Work to be completed: Report how many lines of the following entries include the string "iridescent"; respond with the number alone.
********************
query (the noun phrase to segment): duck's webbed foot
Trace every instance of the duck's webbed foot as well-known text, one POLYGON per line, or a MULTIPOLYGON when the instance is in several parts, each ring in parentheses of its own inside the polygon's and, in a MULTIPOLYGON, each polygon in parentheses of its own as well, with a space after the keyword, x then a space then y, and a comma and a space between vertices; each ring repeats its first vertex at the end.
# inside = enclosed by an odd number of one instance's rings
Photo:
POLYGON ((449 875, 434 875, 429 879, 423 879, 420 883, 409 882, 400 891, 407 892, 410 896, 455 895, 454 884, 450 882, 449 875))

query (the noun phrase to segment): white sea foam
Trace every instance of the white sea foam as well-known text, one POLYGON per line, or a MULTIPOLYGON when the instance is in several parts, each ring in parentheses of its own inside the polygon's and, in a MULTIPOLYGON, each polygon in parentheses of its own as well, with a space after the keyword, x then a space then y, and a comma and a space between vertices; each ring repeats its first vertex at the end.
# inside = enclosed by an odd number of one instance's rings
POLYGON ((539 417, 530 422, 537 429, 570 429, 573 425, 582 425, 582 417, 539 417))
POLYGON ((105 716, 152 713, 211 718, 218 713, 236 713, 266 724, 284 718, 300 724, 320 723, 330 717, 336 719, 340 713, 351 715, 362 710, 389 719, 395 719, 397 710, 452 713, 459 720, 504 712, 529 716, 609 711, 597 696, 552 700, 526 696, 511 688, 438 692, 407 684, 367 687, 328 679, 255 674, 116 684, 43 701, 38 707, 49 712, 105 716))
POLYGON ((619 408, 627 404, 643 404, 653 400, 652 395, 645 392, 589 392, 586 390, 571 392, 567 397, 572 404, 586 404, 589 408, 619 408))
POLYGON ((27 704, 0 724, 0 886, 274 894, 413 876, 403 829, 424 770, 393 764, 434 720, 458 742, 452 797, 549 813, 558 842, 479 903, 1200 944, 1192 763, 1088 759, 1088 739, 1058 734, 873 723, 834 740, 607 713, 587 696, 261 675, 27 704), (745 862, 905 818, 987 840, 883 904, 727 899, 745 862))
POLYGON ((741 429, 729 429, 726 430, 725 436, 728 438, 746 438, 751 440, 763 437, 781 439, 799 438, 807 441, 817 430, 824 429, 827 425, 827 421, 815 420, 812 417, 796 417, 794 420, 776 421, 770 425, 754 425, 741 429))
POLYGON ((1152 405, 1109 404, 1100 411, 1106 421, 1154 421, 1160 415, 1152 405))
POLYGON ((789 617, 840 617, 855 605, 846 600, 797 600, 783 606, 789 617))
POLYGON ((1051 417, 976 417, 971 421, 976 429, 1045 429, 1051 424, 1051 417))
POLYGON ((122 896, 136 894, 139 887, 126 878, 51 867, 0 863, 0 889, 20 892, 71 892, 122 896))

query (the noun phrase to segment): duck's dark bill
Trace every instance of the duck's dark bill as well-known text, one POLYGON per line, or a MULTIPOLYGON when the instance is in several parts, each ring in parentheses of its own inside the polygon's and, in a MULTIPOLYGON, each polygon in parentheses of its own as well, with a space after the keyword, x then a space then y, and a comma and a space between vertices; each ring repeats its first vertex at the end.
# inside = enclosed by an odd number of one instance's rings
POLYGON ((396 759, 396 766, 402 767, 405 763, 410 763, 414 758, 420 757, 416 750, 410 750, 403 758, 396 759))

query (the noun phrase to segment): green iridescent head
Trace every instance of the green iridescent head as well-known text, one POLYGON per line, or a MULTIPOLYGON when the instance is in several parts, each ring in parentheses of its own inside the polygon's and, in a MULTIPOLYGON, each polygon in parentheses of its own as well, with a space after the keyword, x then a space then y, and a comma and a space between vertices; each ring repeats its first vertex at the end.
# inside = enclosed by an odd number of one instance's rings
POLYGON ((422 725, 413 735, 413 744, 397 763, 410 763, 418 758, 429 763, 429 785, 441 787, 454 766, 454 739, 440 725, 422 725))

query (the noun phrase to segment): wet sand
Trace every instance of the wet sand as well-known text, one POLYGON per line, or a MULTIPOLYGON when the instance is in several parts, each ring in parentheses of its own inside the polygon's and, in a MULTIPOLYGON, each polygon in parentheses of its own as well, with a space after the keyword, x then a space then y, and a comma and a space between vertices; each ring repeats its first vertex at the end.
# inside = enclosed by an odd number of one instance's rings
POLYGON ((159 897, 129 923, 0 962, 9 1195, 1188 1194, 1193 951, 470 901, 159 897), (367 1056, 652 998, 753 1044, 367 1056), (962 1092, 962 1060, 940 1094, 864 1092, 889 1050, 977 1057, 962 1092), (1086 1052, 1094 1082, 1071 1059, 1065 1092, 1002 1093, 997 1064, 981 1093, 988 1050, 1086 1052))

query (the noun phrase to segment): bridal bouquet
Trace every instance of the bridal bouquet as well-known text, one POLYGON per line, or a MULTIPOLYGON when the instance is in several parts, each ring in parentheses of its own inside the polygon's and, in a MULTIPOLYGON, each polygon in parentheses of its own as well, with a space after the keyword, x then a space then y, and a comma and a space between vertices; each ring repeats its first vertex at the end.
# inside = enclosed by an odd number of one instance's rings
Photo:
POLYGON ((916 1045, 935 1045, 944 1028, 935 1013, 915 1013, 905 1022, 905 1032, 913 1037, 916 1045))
********************
Exercise output: 2